• [Problem to work on]:
Using the text below on prescription product labeling, list every piece of information that it states federal and state (NC) regulations require on all prescription labels.

• [Extract provided]:
++++++++++++++++++++

Prescription Product Labeling
Proper labeling is one of the most important aspects of dispensing a prescription. The label must comply with state and federal regulations and should correctly and clearly convey all necessary information regarding dosage, mode of administration, and proper storage of the product. The quality of the labeling is extremely important to the patient's perception of the quality of the product and may have profound implications for his or her safe use of the medication and compliance with the prescribed regimen.
Required Label Information
Most pharmacies have the name, address, and phone number of the pharmacy pre-printed on their prescription labels. In addition, federal and state (NC) regulations require that the following information appear on the label.
- prescription (serial) number
- date of initial dispensing
- patient's name
- directions for use
- name and strength of the drug product (or active ingredient(s) in a compounded prescription)
- prescriber's name
- name of dispensing pharmacist
- beyond-use date
Labels for controlled substances in schedule II, III, and IV must also contain the statement "Caution: Federal law prohibits the transfer of this drug to any person other than the patient for whom it was prescribed." in the form of an auxiliary label.

++++++++++++++++++++

• [Saved data entries]:

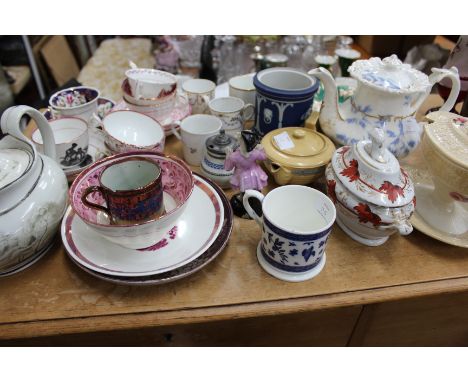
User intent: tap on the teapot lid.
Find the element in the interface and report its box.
[0,148,33,189]
[425,111,468,168]
[262,127,335,168]
[332,128,414,207]
[348,54,430,93]
[206,129,239,157]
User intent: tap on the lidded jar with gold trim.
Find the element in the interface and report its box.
[325,128,416,246]
[262,127,335,185]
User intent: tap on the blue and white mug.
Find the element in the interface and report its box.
[254,68,319,136]
[243,185,336,282]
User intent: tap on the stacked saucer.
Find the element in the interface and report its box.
[61,152,233,285]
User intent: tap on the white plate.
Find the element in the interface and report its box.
[61,175,224,277]
[405,165,468,248]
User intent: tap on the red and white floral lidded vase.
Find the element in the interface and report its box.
[325,128,416,246]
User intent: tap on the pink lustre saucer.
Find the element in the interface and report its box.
[113,94,192,136]
[61,175,225,277]
[65,172,233,286]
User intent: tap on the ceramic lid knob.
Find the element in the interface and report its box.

++++++++++++++++++++

• [Solution to this exercise]:
- prescription (serial) number
- date of initial dispensing
- patient's name
- directions for use
- name and strength of the drug product (or active ingredient(s) in a compounded prescription)
- prescriber's name
- name of dispensing pharmacist
- beyond-use date